## EXERCISE 1
Transcribe a section of the brownfields text, beginning at the words "Ogden City, Utah" and stopping after "cleanup and redevelopment.".
## EXERCISE 2
Answer these questions from the brownfields text:
(a) How large is Westfield's seed grant?
(b) What is planned for a former iron works in Ogden City?
(c) How many brownfields will Tulsa's plans cover?
## EXERCISE 3
Take the brownfields text further, starting after its last sentence.

## TEXT UNDER STUDY

Lynn, Massachusetts - Mayor Patrick S. McManus With the help of its $200,000 seed grant, Lynn will complete cleanup and redevelopment plans for three diverse brownfields, to return them to residential, industrial and recreational use.
Ogden City, Utah - Mayor Glenn J. Mecham With the help of its $200,000 seed grant, Ogden City will create redevelopment plans for three central business district brownfields; a new baseball stadium is planned for a former iron works.
Tulsa, Oklahoma - Mayor M. Susan Savage With the help of its $200,000 seed grant, Tulsa will create cleanup and redevelopment plans for 10 brownfields in its northwest neighborhoods, and explore financing and tax incentives.
Westfield, Massachusetts - Mayor Richard Sullivan, Jr. With the help of its $197,000 seed grant, Westfield will target a former boiler manufacturing facility -- which closed down four years ago -- for assessment, cleanup and redevelopment.
THE CLINTON ADMINISTRATION'S BROWNFIELDS REDEVELOPMENT INITIATIVE
Brownfields are abandoned pieces of land -- usually in inner city areas or surrounding communities -- that are lightly contaminated from previous industrial use. These sites do not qualify as Superfund toxic waste National Priority sites because they do not pose a serious public health risk to the community. However, because of the stigma of contamination and legal barriers to redevelopment, businesses do not buy the land and sites remain roped off, unproductive and vacant. Additionally, by redeveloping abandoned industrial property, "green" areas outside the city will be preserved.

## LISTED ENTRIES

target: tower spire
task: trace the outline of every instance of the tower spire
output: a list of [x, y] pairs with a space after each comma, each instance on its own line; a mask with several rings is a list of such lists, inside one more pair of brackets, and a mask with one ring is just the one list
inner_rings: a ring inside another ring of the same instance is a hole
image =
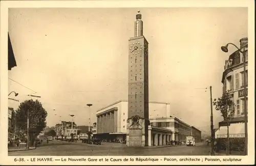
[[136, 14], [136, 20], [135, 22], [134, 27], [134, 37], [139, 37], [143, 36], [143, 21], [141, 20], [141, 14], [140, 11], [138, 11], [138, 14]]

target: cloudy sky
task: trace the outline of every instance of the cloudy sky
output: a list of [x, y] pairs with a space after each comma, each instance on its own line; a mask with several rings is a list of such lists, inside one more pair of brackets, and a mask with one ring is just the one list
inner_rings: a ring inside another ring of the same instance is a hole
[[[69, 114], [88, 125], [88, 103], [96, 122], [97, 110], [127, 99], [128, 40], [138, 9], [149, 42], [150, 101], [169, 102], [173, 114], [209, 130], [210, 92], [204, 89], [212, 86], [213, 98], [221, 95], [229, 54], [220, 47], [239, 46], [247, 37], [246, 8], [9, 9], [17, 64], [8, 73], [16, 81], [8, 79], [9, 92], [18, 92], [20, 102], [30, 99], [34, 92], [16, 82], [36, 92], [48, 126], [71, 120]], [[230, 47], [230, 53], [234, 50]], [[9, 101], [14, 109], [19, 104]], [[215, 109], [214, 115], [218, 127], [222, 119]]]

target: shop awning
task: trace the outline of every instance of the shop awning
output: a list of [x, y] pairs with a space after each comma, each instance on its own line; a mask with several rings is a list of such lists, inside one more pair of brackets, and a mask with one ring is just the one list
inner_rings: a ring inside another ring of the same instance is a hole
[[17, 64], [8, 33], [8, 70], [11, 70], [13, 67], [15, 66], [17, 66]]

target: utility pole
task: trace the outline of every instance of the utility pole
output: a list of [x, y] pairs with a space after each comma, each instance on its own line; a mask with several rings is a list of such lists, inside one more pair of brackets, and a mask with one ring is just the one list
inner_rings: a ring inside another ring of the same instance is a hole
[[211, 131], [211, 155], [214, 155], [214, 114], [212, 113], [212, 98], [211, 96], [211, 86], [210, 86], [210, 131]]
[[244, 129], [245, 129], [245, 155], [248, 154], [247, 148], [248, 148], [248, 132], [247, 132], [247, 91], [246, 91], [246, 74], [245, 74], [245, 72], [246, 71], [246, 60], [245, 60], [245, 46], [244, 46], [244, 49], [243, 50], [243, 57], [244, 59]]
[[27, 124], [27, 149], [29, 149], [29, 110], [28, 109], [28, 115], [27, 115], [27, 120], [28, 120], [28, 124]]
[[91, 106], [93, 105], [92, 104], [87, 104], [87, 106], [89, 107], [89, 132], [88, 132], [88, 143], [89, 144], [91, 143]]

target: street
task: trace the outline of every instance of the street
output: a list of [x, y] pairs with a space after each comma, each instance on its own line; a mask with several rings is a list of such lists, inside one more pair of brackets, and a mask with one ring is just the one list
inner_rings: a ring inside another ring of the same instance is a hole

## TASK RESULT 1
Ogden City, Utah - Mayor Glenn J. Mecham With the help of its $200,000 seed grant, Ogden City will create redevelopment plans for three central business district brownfields; a new baseball stadium is planned for a former iron works.
Tulsa, Oklahoma - Mayor M. Susan Savage With the help of its $200,000 seed grant, Tulsa will create cleanup and redevelopment plans for 10 brownfields in its northwest neighborhoods, and explore financing and tax incentives.
Westfield, Massachusetts - Mayor Richard Sullivan, Jr. With the help of its $197,000 seed grant, Westfield will target a former boiler manufacturing facility -- which closed down four years ago -- for assessment, cleanup and redevelopment.

## TASK RESULT 2
(a) $197,000
(b) A new baseball stadium
(c) 10, in its northwest neighborhoods

## TASK RESULT 3
Beginning in November 1993, the Clinton Administration has taken a series of actions to clean up and redevelop brownfields to return them to productive use in these communities:
Creating a national model: In November 1993, EPA Administrator Browner launched the Brownfields initiative with a $200,000 grant to Cleveland, Ohio for a pilot project with state and local officials to determine the best way to develop a national model for revitalizing these areas across the country. Since 1993, Cleveland has leveraged $4.5 million for environmental cleanup and improvements for the property. Several new businesses have located on the site, over 180 new jobs have been created and payroll tax base improvement alon e has netted over $1 million for the local economy.
Removing the barriers to development: Since January 1995, the Administration has removed the legal obstacles to development of brownfields sites by taking more than 30,000 sites off the Superfund inventory. By taking these low-priority sites off the list, we relieve potential developers of unnecessary red tape, remove the stigma of contamination, and get the sites on track for redevelopment.
Providing seed money: The Administration has met and exceeded its original goal to provide Brownfields seed money across the country, with a total of 113 such grants of up to $200,000 each underway. A total of nearly $20 million has been awarded to date. The program brings together people who live near contaminated land, businesses that want to get land cleaned up, community leaders, investors, lenders and developers. Together, they seek ways to restore abandoned sites to new uses -- increasing property values, stimulating tax revenues, creating jobs and job training opportunities, and revitalizing inner-city neighborhoods.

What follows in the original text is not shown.